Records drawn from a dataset

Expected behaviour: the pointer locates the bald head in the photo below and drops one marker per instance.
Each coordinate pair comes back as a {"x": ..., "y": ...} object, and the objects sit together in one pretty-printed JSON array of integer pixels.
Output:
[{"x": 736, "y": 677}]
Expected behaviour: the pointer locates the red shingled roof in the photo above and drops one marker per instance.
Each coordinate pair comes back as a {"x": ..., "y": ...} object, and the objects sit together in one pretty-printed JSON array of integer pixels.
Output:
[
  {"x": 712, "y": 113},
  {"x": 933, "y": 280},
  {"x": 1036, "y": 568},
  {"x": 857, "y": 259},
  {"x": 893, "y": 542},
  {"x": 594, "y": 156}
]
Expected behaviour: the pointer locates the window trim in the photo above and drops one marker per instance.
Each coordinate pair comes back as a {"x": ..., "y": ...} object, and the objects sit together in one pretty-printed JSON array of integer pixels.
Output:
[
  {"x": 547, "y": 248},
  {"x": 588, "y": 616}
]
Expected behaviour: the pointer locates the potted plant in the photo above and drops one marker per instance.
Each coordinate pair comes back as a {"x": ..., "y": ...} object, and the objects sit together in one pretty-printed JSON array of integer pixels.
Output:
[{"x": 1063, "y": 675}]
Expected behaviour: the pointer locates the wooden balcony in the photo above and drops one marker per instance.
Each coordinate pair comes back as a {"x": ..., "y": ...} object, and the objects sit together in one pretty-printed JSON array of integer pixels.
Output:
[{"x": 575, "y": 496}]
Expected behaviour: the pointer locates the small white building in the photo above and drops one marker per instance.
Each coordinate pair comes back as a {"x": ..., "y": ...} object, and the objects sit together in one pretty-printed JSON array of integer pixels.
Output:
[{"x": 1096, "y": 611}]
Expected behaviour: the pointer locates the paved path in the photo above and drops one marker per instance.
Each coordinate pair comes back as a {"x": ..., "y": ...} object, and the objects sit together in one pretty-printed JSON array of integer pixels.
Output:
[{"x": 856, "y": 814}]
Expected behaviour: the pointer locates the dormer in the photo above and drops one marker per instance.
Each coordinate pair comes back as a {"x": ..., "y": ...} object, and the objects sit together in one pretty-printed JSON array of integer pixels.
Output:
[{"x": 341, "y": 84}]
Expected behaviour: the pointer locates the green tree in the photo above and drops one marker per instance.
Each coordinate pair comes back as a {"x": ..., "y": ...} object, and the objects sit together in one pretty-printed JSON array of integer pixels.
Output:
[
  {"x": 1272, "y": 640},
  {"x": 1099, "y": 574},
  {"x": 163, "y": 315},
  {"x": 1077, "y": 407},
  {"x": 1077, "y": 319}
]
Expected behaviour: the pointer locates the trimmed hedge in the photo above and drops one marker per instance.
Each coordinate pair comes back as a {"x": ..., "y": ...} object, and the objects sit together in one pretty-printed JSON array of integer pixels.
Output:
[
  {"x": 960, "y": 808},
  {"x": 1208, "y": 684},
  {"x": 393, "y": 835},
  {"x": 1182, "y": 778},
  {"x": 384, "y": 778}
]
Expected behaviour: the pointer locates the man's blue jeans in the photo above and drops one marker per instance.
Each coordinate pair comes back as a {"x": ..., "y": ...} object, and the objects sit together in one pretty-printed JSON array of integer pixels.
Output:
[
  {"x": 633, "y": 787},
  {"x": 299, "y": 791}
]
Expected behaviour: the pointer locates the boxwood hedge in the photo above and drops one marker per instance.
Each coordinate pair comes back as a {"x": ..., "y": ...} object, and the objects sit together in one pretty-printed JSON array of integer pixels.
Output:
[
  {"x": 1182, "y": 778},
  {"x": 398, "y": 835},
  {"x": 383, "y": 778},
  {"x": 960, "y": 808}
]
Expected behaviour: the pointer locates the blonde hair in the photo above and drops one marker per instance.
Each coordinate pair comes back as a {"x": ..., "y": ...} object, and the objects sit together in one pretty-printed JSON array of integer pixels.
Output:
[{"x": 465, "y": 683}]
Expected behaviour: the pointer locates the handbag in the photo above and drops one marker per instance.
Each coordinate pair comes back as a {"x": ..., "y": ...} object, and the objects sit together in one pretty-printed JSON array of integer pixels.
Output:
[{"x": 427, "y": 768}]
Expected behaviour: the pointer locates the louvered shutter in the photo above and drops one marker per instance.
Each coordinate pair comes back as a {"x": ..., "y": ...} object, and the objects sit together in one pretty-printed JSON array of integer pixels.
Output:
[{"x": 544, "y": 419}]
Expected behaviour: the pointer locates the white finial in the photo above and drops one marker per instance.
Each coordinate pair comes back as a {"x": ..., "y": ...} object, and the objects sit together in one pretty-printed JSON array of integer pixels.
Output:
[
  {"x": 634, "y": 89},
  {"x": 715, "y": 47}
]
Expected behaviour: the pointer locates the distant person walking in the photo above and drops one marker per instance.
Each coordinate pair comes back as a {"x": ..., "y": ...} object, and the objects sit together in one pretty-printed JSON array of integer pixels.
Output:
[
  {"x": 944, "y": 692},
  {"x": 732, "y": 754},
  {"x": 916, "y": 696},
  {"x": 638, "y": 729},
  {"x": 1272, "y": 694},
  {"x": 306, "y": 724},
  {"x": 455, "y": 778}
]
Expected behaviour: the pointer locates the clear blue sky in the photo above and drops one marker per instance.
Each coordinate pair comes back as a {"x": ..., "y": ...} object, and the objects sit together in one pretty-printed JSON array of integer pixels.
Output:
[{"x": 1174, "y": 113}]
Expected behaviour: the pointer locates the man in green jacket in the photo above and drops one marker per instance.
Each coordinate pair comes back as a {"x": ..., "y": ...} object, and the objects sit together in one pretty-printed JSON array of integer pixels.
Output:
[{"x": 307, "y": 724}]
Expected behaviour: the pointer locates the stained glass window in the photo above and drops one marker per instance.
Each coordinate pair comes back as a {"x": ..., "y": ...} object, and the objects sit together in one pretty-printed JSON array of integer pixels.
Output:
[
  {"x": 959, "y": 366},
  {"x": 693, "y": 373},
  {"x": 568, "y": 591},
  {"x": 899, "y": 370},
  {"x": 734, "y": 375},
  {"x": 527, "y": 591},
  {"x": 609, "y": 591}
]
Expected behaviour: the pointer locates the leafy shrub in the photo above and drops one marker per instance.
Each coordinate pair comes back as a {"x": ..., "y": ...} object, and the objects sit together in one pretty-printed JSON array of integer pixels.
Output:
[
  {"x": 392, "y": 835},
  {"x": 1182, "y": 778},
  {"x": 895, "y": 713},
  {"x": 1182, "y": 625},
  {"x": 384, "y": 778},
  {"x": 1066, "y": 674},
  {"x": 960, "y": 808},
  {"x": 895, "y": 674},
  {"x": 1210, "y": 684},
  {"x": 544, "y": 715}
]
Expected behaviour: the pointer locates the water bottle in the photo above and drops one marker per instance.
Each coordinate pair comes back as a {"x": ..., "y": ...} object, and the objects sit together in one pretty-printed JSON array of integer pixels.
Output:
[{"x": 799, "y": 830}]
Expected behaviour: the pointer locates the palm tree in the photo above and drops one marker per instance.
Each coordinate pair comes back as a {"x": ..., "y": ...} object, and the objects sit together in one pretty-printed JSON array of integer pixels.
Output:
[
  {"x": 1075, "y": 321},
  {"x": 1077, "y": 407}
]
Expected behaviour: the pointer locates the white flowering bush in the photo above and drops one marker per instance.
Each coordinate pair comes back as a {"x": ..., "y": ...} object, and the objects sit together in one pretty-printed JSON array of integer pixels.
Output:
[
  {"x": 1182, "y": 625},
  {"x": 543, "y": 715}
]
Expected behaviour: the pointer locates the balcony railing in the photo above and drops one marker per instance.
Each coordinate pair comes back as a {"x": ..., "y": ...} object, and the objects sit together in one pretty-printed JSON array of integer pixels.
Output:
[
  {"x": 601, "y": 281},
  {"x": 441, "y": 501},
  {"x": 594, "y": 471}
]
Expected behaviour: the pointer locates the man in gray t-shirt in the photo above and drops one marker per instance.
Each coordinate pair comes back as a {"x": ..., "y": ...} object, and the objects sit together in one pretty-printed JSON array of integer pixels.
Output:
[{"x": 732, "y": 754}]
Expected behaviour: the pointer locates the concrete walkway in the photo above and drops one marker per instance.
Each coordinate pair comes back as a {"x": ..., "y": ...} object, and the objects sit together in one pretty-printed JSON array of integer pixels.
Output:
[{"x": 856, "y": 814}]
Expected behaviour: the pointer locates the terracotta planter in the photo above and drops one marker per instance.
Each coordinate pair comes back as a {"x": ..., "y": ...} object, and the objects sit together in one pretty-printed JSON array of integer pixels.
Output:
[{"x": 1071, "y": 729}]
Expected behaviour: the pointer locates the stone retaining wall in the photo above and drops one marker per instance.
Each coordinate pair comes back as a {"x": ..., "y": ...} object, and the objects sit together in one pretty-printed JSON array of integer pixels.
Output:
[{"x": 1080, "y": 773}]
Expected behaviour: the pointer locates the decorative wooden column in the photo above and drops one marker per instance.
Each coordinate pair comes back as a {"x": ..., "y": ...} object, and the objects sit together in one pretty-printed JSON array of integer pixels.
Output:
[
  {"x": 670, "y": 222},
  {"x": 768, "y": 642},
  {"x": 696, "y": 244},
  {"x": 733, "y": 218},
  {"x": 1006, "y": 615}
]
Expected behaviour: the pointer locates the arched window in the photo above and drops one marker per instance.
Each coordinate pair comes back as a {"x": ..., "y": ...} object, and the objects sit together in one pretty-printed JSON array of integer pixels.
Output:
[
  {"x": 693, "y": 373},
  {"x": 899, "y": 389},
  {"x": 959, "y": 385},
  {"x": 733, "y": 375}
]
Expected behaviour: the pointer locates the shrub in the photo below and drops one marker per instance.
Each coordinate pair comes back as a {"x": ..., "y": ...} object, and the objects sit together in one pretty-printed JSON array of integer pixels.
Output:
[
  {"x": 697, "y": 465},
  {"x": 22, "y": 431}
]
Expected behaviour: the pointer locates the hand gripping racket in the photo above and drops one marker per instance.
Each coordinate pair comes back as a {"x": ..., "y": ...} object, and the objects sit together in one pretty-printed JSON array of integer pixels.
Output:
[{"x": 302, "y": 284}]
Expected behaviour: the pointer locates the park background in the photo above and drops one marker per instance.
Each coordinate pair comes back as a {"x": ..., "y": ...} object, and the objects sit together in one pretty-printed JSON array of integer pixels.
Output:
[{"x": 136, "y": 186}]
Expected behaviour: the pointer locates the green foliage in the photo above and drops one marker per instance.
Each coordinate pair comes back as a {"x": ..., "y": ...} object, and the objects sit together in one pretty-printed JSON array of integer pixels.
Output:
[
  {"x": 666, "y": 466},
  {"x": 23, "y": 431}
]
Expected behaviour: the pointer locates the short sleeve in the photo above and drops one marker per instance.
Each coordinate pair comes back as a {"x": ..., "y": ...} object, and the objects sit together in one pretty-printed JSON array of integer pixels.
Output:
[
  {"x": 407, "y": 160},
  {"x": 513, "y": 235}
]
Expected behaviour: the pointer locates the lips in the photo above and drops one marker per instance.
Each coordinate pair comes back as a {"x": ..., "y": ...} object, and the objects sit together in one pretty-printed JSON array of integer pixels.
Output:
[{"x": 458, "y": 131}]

- WHAT THE EXERCISE ASKS -
Would you show every line in the data above that contains the string "hedge"?

- RESULT OF THIS EXERCISE -
Expected behaviour: the pointer locates the trimmed hedge in the photo above and drops one marker per instance.
Expected behaviour: the pointer locates the boxwood hedge in the photo above and drops one marker per instance.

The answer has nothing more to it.